• [Aim]: Write the next part of the Avanti Mining announcement below, starting right after its last sentence.
── Source
Avanti Mining Announces Initiation of Strategic Process
January 8, 2014 (Source: Marketwired) — Avanti Mining Inc. (TSX VENTURE:AVT)(PINKSHEETS:AVNMF) (“Avanti” or “Company”) is pleased to announce that it has retained BMO Capital Markets to assist with a process to identify, examine and consider various strategic financing alternatives available to the Company with a view to securing financing to develop the Kitsault Molybdenum Project and maximizing shareholder value.
Strategic options may include, but are not limited to, strategic financing opportunities to develop the Kitsault Project by way of a minority investment by a strategic party, off-take agreement(s) with third parties, joint venture of the Kitsault Project and / or other value maximizing transactions.
In conjunction with this process, Avanti will renew discussions with five interested lenders regarding the provision of approximately 60% of the funding needed in the form of project debt.
────
── Provided records
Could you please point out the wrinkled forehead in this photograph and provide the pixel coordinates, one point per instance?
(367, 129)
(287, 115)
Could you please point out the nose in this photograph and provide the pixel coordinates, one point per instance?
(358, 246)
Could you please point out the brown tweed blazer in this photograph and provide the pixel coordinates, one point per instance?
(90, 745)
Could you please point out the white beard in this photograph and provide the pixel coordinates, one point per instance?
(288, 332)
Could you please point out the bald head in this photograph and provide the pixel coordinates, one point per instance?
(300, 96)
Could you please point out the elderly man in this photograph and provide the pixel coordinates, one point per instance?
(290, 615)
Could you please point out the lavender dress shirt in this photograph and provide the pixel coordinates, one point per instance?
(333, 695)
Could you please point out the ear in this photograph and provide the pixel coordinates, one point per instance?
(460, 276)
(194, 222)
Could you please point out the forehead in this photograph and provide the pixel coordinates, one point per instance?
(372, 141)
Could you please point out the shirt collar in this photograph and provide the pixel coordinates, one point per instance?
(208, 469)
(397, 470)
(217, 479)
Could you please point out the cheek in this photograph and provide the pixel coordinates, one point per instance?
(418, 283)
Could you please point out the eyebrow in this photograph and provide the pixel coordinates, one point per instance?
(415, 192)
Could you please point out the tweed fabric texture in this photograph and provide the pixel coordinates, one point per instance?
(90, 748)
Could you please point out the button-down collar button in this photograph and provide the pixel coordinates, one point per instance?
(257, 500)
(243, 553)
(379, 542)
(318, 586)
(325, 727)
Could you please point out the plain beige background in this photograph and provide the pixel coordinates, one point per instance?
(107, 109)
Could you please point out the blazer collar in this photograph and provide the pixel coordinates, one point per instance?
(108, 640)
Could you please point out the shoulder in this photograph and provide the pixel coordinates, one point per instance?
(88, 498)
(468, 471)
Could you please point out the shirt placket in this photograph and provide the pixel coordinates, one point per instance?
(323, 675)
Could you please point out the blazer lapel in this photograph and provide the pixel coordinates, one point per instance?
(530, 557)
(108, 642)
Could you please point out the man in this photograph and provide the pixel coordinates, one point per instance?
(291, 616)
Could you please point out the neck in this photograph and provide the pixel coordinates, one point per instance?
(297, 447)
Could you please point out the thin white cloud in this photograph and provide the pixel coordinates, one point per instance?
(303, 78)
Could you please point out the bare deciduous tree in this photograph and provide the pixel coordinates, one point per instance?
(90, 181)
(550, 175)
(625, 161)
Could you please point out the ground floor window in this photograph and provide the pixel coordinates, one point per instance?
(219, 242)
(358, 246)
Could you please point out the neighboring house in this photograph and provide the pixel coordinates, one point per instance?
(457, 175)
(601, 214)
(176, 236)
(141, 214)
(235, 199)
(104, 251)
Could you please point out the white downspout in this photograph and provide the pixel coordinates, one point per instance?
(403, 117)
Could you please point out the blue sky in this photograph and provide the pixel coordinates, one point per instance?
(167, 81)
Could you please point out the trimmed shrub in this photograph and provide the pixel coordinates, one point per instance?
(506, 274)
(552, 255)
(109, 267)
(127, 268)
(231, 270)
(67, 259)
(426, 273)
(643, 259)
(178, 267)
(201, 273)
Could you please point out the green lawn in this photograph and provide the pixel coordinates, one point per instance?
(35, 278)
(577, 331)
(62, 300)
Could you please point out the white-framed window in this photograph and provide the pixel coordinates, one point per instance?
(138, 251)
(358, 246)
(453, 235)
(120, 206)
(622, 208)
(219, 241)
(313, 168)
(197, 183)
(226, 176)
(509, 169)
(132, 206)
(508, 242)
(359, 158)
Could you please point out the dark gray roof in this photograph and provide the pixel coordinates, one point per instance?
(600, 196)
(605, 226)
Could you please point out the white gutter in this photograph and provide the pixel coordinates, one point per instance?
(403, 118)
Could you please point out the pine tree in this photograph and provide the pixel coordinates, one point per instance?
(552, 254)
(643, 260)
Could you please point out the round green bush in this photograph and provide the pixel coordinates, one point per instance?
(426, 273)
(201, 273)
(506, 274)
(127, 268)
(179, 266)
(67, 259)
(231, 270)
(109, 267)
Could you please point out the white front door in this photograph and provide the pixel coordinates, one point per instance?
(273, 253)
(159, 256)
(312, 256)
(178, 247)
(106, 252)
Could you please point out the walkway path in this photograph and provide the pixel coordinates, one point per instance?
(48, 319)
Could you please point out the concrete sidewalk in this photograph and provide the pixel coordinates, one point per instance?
────
• [Result of the exercise]:
The Company cautions that there is no assurance or guarantee that the review process will result in any transaction. No definitive schedule has been set for the completion of this process and it is the Company’s intention not to provide any updates with respect to the strategic review process unless and until the Board of Directors has approved a specific transaction or has otherwise determined that disclosure is necessary or appropriate.
Kitsault Molybdenum Project Highlights
An optimized version of the Company’s 2013 Feasibility Study Update was released by the Company on November 14 2013. Highlights include:
- Initial capital costs including working capital are estimated at $812 million and the life of mine (LOM) sustaining capital at $132 million (+/- 15% accuracy).
- Cash operating cost at the mine site are estimated at $6.58 per pound of molybdenum (Mo) produced. It drops to $5.60 (US$ 5.21), when a Silver by-product credit of $0.98 per pound of Mo is realized. Total cash cost including transportation and smelter charges would be $7.07 (US$ 6.57) per pound of Mo.
- The new mine plan based upon the resource model developed in 2012 calls for a total of 226 million tonnes of proven and probable reserves grading 0.083% Mo and 5.3 g/t silver to be mined over a 14-year mine life, producing 367 million pounds of Mo and 15.3 million ounces of silver. The Mo grade to the mill over the first five years of production averages 0.101% Mo.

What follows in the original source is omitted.